Set exercise —
Please give every line from the start of the records through the line holding "311,26,344,77", inclusive, as a JSON list of strings with one string per line and no blank lines.

Data listing —
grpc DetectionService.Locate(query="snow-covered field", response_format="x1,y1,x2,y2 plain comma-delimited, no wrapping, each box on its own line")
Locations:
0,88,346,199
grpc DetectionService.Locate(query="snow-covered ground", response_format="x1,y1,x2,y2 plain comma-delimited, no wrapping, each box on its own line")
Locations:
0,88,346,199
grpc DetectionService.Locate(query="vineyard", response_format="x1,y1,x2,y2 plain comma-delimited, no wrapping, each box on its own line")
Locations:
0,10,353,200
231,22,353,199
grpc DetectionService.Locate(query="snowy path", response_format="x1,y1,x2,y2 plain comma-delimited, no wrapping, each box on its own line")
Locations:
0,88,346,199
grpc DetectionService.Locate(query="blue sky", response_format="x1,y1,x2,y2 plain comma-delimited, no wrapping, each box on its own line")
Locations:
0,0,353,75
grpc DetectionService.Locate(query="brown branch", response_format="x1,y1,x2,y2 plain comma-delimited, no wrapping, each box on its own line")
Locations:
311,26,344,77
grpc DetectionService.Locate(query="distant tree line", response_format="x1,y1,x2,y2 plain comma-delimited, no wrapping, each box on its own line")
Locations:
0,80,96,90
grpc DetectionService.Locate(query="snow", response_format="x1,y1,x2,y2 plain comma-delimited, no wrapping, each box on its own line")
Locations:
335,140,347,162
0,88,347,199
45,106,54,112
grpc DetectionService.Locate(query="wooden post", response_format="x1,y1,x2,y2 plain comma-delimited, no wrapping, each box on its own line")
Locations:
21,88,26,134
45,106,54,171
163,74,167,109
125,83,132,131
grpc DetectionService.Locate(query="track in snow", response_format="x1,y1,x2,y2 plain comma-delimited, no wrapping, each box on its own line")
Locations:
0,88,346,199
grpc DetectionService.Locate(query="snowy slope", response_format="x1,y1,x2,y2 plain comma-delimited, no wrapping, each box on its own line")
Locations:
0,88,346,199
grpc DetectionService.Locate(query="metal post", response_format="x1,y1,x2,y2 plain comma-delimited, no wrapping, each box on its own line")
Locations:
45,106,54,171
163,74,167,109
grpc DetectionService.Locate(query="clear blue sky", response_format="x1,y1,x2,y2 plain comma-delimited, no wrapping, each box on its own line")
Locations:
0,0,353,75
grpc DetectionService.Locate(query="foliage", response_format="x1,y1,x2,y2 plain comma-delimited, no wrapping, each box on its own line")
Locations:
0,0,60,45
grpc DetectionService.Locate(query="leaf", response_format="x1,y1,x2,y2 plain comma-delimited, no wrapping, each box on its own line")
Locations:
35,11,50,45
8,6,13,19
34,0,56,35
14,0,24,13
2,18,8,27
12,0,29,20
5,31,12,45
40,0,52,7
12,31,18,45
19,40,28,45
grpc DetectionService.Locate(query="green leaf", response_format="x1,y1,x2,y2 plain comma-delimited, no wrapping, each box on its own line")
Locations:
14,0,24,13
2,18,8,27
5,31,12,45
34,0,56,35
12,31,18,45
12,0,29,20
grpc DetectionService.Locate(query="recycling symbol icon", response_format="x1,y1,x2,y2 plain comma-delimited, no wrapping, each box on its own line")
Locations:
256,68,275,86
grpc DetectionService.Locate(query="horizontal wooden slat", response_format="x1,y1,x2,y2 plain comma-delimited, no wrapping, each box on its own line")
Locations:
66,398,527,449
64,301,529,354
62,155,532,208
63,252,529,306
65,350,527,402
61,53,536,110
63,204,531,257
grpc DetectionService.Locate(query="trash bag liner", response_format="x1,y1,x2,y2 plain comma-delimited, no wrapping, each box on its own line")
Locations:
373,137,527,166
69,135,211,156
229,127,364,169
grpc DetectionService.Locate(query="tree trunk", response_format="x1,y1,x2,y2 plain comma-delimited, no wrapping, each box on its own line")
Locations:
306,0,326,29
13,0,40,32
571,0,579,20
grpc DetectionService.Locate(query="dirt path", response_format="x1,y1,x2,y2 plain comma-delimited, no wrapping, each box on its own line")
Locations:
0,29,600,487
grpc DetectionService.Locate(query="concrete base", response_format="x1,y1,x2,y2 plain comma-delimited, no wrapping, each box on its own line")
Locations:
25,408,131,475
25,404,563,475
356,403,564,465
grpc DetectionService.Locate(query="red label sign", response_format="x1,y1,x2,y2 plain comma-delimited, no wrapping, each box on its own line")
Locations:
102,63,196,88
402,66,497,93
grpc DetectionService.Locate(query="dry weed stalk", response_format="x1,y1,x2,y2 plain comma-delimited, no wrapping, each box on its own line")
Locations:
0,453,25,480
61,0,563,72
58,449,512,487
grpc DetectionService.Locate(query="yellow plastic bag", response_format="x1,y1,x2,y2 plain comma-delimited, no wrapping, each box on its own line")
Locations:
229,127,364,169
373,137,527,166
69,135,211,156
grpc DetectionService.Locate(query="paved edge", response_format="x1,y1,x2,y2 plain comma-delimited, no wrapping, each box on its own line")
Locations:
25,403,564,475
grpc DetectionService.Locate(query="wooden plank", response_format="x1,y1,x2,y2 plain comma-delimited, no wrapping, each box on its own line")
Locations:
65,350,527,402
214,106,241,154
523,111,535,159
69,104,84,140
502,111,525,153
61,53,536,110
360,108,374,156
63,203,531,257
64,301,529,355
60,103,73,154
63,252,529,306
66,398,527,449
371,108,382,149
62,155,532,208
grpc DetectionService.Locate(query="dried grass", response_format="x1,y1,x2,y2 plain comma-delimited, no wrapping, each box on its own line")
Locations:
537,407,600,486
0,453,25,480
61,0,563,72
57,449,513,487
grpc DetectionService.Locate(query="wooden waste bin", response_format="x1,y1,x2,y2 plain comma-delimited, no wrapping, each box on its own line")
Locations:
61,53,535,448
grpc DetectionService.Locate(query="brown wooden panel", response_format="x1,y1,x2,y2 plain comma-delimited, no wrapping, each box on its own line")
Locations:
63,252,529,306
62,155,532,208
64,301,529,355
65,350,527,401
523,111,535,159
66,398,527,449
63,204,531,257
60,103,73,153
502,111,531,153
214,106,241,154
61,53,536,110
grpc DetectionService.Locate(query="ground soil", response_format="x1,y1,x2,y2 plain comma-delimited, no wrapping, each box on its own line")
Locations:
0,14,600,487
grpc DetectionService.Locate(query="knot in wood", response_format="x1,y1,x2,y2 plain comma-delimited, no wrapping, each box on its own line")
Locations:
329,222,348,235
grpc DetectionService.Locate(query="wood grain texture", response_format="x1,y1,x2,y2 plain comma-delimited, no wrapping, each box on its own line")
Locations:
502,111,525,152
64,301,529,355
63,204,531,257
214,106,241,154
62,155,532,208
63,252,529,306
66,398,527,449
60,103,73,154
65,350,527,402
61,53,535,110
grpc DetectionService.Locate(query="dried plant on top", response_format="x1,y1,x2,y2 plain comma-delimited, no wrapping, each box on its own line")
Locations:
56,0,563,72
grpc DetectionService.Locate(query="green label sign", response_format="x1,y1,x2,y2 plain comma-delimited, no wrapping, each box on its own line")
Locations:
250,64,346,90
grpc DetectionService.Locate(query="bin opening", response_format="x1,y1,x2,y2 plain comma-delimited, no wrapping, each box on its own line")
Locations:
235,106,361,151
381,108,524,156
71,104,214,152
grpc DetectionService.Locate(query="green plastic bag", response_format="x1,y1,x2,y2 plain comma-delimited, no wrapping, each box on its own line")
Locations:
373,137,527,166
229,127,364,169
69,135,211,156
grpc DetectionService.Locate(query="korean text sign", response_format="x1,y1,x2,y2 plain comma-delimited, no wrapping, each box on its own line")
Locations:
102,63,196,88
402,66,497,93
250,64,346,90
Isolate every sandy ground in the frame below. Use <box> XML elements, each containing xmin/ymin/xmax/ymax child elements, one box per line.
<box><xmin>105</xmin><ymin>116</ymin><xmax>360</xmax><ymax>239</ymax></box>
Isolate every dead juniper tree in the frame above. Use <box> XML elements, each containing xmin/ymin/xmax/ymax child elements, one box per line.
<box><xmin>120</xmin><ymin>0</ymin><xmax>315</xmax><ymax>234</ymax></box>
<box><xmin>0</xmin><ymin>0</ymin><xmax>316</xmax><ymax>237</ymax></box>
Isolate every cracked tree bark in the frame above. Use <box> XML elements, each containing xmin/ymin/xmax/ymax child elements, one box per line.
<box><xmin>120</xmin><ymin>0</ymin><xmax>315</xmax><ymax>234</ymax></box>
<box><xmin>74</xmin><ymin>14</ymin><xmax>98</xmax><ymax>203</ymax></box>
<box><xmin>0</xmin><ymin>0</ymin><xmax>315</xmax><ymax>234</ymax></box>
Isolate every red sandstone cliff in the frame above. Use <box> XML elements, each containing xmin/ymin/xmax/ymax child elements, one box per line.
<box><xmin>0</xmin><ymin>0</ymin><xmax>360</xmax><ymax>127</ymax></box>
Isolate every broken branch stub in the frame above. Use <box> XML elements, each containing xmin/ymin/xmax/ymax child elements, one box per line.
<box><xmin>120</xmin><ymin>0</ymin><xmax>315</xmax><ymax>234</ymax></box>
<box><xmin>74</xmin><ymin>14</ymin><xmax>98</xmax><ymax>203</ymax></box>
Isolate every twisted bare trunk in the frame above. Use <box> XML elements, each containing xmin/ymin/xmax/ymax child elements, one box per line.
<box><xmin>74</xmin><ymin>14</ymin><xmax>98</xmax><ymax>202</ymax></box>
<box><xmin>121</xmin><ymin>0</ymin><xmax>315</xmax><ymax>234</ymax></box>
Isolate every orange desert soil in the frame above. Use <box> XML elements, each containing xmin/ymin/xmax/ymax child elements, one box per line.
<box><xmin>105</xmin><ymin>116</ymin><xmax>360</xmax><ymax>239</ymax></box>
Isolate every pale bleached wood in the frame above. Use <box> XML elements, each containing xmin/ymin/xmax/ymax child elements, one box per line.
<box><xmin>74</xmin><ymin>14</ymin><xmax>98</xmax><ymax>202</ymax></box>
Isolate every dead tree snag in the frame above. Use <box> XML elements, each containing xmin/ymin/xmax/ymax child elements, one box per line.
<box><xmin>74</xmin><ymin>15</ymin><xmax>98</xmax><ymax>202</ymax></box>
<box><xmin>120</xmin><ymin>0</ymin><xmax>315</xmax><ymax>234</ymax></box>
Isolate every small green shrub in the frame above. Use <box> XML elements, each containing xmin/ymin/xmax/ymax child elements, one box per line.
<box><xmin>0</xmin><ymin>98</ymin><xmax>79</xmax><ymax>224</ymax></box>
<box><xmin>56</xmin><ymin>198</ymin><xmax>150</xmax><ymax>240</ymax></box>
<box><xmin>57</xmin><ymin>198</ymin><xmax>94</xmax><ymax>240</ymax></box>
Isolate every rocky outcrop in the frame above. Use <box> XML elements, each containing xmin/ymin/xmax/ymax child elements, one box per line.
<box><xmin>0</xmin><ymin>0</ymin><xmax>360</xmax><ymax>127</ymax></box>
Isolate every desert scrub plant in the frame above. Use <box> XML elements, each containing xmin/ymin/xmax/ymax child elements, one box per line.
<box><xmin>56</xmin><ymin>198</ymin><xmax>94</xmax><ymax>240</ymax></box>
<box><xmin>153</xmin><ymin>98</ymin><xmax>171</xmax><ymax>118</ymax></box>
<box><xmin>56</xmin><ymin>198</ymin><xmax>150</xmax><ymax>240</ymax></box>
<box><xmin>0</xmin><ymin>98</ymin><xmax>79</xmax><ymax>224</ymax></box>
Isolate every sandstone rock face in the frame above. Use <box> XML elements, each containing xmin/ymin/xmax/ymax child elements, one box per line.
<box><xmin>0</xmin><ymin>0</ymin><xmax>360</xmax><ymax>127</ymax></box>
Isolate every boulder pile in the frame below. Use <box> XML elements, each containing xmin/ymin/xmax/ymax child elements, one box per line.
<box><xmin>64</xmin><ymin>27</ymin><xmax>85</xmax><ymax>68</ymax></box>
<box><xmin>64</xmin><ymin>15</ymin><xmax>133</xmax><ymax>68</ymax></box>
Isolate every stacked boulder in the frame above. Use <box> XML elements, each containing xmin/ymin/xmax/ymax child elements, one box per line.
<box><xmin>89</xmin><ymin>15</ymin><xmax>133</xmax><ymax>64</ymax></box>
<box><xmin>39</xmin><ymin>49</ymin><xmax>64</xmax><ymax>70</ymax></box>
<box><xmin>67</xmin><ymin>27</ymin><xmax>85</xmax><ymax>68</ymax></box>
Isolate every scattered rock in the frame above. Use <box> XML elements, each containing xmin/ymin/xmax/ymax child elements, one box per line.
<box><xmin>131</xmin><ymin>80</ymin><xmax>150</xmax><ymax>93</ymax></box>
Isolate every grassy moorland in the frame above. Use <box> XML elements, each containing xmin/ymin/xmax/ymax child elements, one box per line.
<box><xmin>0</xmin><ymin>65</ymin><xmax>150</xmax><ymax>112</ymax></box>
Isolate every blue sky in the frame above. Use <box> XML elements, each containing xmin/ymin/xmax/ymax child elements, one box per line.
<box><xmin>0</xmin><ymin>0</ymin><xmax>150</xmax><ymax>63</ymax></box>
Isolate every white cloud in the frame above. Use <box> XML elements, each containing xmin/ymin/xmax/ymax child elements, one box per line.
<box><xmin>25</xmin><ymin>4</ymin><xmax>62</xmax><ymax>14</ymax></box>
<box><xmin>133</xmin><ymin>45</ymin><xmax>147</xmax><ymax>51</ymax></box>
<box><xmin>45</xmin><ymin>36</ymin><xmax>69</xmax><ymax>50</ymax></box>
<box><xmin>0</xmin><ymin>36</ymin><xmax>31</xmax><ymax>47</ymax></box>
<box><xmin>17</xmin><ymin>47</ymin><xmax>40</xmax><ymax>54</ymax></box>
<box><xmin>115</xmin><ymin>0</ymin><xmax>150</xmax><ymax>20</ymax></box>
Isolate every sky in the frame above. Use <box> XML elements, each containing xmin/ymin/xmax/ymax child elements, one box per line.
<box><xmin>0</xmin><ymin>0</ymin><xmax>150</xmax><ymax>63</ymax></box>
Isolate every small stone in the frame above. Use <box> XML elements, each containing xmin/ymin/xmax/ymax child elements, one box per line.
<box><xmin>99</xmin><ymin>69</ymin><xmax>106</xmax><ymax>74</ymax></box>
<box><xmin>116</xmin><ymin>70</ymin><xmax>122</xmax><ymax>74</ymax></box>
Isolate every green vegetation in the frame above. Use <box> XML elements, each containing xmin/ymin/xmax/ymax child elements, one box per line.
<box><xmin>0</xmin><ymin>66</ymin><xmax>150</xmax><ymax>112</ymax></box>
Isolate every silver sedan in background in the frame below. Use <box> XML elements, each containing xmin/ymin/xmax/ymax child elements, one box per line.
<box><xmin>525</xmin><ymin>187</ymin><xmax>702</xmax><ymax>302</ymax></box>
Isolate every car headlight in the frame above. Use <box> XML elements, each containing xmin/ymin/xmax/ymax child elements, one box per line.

Output of the exercise —
[
  "grpc DetectionService.Locate(query=\"snow-covered field\", response_format=\"x1,y1,x2,y2 plain comma-delimited, no wrapping, each box on its own line\")",
  "Locations:",
  "0,88,346,199",
  "grpc DetectionService.Locate(query=\"snow-covered ground\", response_format=\"x1,y1,x2,y2 plain comma-delimited, no wrapping, each box on its own line\")",
  "Locations:",
  "0,88,346,199",
  "grpc DetectionService.Locate(query=\"vineyard\", response_format=\"x1,y1,x2,y2 plain comma-delimited, no wrapping, each box on its own line\")",
  "Locations:",
  "0,10,353,200",
  "231,22,353,199",
  "grpc DetectionService.Locate(query=\"snowy path\", response_format=\"x1,y1,x2,y2 plain comma-delimited, no wrapping, each box on its own line\")",
  "Locations:",
  "0,88,346,199",
  "grpc DetectionService.Locate(query=\"blue sky\", response_format=\"x1,y1,x2,y2 plain comma-delimited, no wrapping, each box on its own line\")",
  "Locations:",
  "0,0,353,75",
  "grpc DetectionService.Locate(query=\"brown branch\", response_format=\"x1,y1,x2,y2 plain comma-delimited, no wrapping, each box on its own line\")",
  "Locations:",
  "311,26,344,77"
]